Problem details. In the listing below, locate the lines that hold the string "stand". Copy those lines.
##############################
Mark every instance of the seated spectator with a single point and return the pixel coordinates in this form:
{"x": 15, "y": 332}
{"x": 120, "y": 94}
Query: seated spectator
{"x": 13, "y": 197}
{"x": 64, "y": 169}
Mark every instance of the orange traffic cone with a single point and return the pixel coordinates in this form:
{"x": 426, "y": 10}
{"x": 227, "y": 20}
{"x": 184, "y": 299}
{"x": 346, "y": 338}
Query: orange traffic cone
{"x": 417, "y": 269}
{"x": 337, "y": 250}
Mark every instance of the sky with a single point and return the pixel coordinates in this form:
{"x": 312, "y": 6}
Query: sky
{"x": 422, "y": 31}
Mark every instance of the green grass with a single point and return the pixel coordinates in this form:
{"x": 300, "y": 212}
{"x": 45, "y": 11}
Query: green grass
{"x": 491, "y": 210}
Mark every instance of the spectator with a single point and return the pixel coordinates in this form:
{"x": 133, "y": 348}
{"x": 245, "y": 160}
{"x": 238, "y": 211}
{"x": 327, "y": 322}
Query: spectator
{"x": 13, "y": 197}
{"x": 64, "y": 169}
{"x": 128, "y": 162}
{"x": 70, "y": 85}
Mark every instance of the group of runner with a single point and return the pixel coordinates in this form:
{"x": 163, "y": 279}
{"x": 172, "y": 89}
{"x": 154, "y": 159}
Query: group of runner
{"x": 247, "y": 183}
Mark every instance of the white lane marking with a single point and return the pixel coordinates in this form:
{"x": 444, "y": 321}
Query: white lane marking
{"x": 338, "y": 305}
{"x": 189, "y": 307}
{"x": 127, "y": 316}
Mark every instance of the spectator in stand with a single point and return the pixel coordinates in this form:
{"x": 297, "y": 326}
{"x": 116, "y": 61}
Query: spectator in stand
##############################
Solution for this exercise.
Mark every instance of the spectator in stand with a single point and return the pixel coordinates in this form:
Query: spectator in stand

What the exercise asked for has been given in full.